::: Material shown :::

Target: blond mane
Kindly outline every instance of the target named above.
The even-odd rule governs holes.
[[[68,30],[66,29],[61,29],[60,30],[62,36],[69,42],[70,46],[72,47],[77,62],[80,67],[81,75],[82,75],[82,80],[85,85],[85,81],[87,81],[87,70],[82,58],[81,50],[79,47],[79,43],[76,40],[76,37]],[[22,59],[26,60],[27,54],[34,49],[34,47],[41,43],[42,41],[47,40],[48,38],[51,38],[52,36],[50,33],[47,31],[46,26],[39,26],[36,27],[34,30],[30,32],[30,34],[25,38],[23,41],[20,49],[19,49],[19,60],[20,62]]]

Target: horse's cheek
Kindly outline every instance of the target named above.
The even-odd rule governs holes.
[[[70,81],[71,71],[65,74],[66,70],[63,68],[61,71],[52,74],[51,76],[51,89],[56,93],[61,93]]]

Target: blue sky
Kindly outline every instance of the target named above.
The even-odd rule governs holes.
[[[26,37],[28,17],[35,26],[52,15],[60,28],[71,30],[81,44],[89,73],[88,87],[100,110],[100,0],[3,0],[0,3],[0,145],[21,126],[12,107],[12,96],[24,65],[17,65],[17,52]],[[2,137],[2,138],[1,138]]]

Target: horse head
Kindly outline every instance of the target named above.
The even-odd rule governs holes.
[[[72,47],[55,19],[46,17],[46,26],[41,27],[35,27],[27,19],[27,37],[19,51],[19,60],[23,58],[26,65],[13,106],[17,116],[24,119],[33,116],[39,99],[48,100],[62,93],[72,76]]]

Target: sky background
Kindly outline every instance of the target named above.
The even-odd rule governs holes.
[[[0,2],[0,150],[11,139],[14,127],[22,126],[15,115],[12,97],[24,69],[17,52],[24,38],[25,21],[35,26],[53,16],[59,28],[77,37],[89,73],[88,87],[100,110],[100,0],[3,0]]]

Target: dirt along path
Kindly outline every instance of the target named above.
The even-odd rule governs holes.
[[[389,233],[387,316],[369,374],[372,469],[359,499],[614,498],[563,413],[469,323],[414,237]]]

:::

= What you need to do =
Set down each entry above again exactly as it reads.

= Written reply =
Target: blond mane
Kindly outline every instance of the target named above.
The even-odd rule governs holes.
[[[68,30],[66,29],[61,29],[60,30],[62,36],[69,42],[70,46],[72,47],[77,62],[80,67],[81,75],[82,75],[82,80],[85,85],[85,81],[87,81],[87,70],[82,58],[81,50],[79,47],[79,43],[76,40],[76,37]],[[22,59],[26,60],[27,54],[34,49],[34,47],[41,43],[42,41],[47,40],[48,38],[51,38],[52,36],[50,33],[47,31],[46,26],[39,26],[36,27],[34,30],[30,32],[30,34],[25,38],[23,41],[20,49],[19,49],[19,60],[20,62]]]

Target: horse's cheek
Kindly outline every instance of the target named above.
The even-odd rule governs holes.
[[[70,81],[71,71],[65,74],[66,70],[63,68],[61,71],[52,74],[51,76],[51,89],[56,93],[61,93]]]

Target: blue sky
Kindly outline every instance of the target named above.
The even-odd rule governs holes.
[[[26,37],[28,17],[35,26],[52,15],[60,28],[71,30],[81,44],[89,73],[88,87],[100,110],[100,0],[3,0],[0,3],[0,145],[21,126],[12,107],[12,96],[24,65],[17,65],[17,52]],[[2,137],[2,138],[1,138]]]

Target: horse head
Kindly outline every instance of the target named above.
The even-odd rule governs holes.
[[[72,47],[55,19],[46,17],[46,26],[41,27],[35,27],[27,19],[27,37],[19,51],[19,60],[23,58],[26,65],[13,106],[17,116],[24,119],[33,116],[39,99],[48,100],[62,93],[72,76]]]

Target: sky background
Kindly outline every instance of the target named above.
The even-odd rule governs holes.
[[[0,2],[0,150],[11,139],[14,127],[22,126],[15,115],[12,97],[24,69],[17,52],[24,38],[25,21],[35,26],[53,16],[59,28],[77,37],[89,73],[88,87],[100,110],[100,0],[3,0]]]

Target: dirt along path
Kindly outline every instance of the target named above.
The even-odd rule governs holes.
[[[389,233],[387,316],[369,374],[372,469],[359,499],[614,498],[563,413],[469,323],[414,237]]]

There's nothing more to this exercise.